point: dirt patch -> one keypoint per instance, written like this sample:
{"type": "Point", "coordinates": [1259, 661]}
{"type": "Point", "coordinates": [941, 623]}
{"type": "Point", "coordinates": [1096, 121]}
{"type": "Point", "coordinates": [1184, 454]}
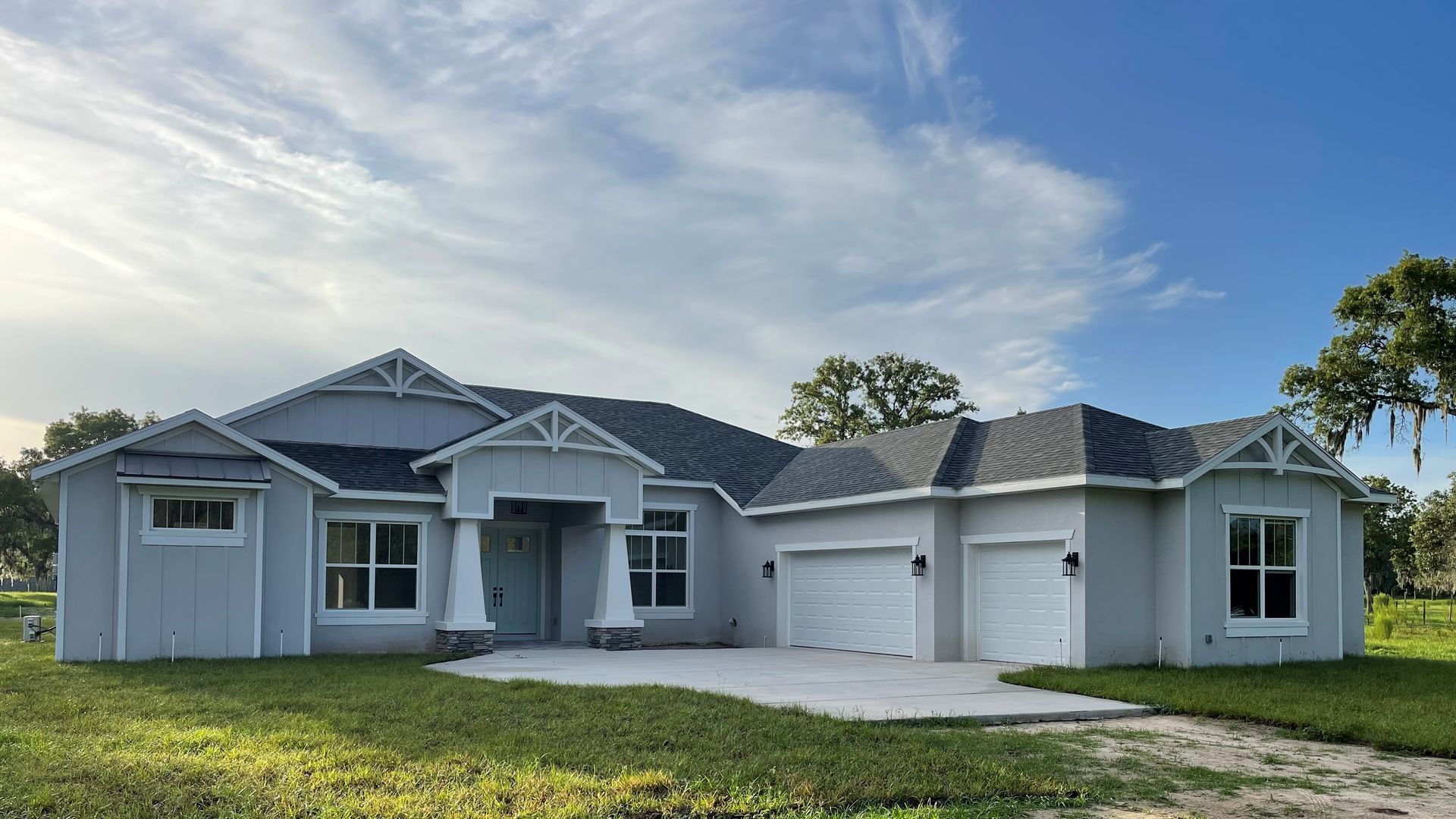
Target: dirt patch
{"type": "Point", "coordinates": [1299, 777]}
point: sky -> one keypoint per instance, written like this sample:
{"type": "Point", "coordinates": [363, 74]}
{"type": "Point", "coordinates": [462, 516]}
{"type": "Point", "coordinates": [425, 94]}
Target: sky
{"type": "Point", "coordinates": [1147, 207]}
-=-=-
Exercise goal:
Word for word, copy all the entries above, but with no pictures.

Task response:
point: dirt patch -> one keypoint per instance, written like this sample:
{"type": "Point", "coordinates": [1259, 661]}
{"type": "Point", "coordinates": [941, 623]}
{"type": "Point", "coordinates": [1096, 121]}
{"type": "Point", "coordinates": [1184, 454]}
Target: dirt patch
{"type": "Point", "coordinates": [1299, 777]}
point: sky -> one keypoint per instance, written like this sample:
{"type": "Point", "coordinates": [363, 74]}
{"type": "Point", "coordinates": [462, 516]}
{"type": "Point", "coordinates": [425, 94]}
Target: sky
{"type": "Point", "coordinates": [1147, 207]}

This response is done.